Coordinate annotation entries:

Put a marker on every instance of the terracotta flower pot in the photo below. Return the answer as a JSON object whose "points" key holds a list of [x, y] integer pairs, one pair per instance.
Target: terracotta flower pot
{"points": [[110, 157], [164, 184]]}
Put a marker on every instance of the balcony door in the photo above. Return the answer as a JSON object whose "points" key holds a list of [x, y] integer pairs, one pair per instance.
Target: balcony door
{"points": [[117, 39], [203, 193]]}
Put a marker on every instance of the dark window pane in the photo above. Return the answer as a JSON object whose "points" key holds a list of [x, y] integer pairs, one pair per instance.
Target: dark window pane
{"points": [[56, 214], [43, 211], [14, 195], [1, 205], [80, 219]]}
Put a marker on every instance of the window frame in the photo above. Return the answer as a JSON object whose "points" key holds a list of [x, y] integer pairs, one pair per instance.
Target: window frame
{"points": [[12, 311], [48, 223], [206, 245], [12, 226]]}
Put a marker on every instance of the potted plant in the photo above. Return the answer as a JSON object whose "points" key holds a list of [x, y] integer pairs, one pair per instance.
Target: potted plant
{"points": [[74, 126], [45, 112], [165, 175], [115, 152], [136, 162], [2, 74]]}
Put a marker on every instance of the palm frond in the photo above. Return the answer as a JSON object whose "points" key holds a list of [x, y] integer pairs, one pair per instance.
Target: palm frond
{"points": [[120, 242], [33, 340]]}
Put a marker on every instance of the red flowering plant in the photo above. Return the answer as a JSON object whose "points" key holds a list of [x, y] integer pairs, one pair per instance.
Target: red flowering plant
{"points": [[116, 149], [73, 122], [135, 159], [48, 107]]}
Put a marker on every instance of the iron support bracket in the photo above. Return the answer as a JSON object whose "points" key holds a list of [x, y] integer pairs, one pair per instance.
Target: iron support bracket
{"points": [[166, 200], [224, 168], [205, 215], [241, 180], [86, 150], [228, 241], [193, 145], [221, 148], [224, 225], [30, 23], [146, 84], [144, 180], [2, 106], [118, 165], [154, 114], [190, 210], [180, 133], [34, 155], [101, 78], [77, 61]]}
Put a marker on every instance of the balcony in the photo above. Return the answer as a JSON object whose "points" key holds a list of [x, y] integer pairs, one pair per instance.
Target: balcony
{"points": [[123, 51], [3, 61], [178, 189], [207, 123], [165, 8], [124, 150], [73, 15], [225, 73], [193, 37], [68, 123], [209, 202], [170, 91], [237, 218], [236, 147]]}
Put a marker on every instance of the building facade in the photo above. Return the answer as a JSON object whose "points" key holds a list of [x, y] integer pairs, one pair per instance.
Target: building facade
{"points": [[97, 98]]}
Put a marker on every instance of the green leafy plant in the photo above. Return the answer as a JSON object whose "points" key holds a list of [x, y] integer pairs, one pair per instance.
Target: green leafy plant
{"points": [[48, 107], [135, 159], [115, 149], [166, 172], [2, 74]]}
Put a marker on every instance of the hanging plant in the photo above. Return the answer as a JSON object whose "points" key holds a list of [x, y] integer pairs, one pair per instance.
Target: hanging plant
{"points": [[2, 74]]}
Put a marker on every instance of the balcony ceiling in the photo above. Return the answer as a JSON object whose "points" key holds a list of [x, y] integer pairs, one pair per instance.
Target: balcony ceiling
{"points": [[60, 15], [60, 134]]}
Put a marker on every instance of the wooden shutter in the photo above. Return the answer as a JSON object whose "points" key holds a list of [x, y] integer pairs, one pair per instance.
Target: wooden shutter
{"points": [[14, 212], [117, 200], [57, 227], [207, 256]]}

= Exercise aim =
Restate the data above word for word.

= Output of the task =
Put a marker on every instance of the terracotta flower pot in the photo below. Return the answer as a JSON object whose "points" key holds a list of [x, y] integer pairs, one pair per instance.
Target: terracotta flower pot
{"points": [[110, 157], [164, 184]]}
Put a marker on every instance of the balcony door in the photo above. Return the answer as a JSON object whose "points" key holds a list of [x, y] integer pairs, one pair per instance.
Target: balcony door
{"points": [[117, 39], [203, 193]]}
Put a marker on every instance of the dark window pane in the photo above. Return the answer as a JSON object whose "points" key holds a list of [x, y] integer pairs, one pair per instance.
Target: dark window pane
{"points": [[56, 214], [43, 211], [14, 195], [1, 205], [80, 219]]}
Put a marker on every instance of the window frame in the photo above. Return the answer as a JSON object whose "points" key holds a list of [x, y] integer pairs, one pair per instance.
Target: window frame
{"points": [[12, 311], [48, 223], [206, 245], [12, 226]]}
Put a marker on every instance of the potted plant in the photo above. Return the answer as a JSON object whose "points" key holds a list of [x, y] integer pairs, one pair per instance.
Target: potted plant
{"points": [[74, 126], [45, 112], [165, 175], [115, 152], [136, 162], [2, 74]]}
Put a marker on every instance of the palm frond in the photo above. Return the answer as a JSON object whose "points" key holds a list of [x, y] integer pairs, one pair per instance.
Target: palm frond
{"points": [[120, 242], [33, 340]]}
Put a marker on every instance of the red flowering plant in the photo above. Return the answer as a JSON object whose "points" key holds a list of [x, y] integer pairs, one pair per instance.
Target: red flowering plant
{"points": [[116, 149], [73, 122], [135, 159], [48, 107]]}
Put a marker on every instance of the iron support bracket in the photo above. Return the answer as a JSON object whose "points" key holds a list of [x, y] integer pairs, one pair per instance.
Target: iron support bracket
{"points": [[166, 200], [224, 168], [205, 215], [241, 180], [86, 150], [228, 241], [193, 145], [221, 148], [224, 225], [30, 23], [146, 84], [144, 180], [2, 106], [118, 165], [154, 114], [190, 210], [180, 133], [34, 155], [101, 78], [77, 61]]}
Put a marker on every instance of the balcony in the photo above. Return the answer as a JSON object whose "points" key holds a list of [x, y] integer pairs, one pair per instance.
Target: balcony
{"points": [[123, 51], [3, 61], [178, 189], [207, 123], [165, 8], [124, 150], [73, 15], [225, 73], [193, 37], [68, 123], [209, 202], [170, 91], [237, 218], [236, 147]]}
Put a marker on every instance of the building facade in the photo above. Return the answer as a JSON object whose "points" key holds a list of [x, y] integer pairs, one pair per instance.
Target: building facade
{"points": [[97, 98]]}
Put a marker on every instance of the green leafy plant in the photo above. Return the answer as a JSON object whose "points" key holds a list of [x, y] integer pairs, one pair per instance.
Target: green leafy plant
{"points": [[48, 107], [135, 159], [115, 149], [166, 172], [2, 74]]}
Put a marker on every instance of the hanging plant in the photo above. Return the answer as a JSON object whose "points" key holds a list of [x, y] integer pairs, one pair per instance.
Target: hanging plant
{"points": [[2, 74]]}
Put a marker on every instance of the balcony ceiling in the photo above. Return the answer as a JSON object whose "points" key holds a list of [x, y] integer pairs, one pair per instance.
Target: balcony ceiling
{"points": [[60, 15], [60, 134]]}
Put a marker on every instance of the wooden shutter in the photo above. Return the answer as a JSON object whose "points" key holds a list of [x, y] integer pairs, one pair per instance.
Target: wooden shutter
{"points": [[14, 212], [117, 200], [57, 227], [207, 256]]}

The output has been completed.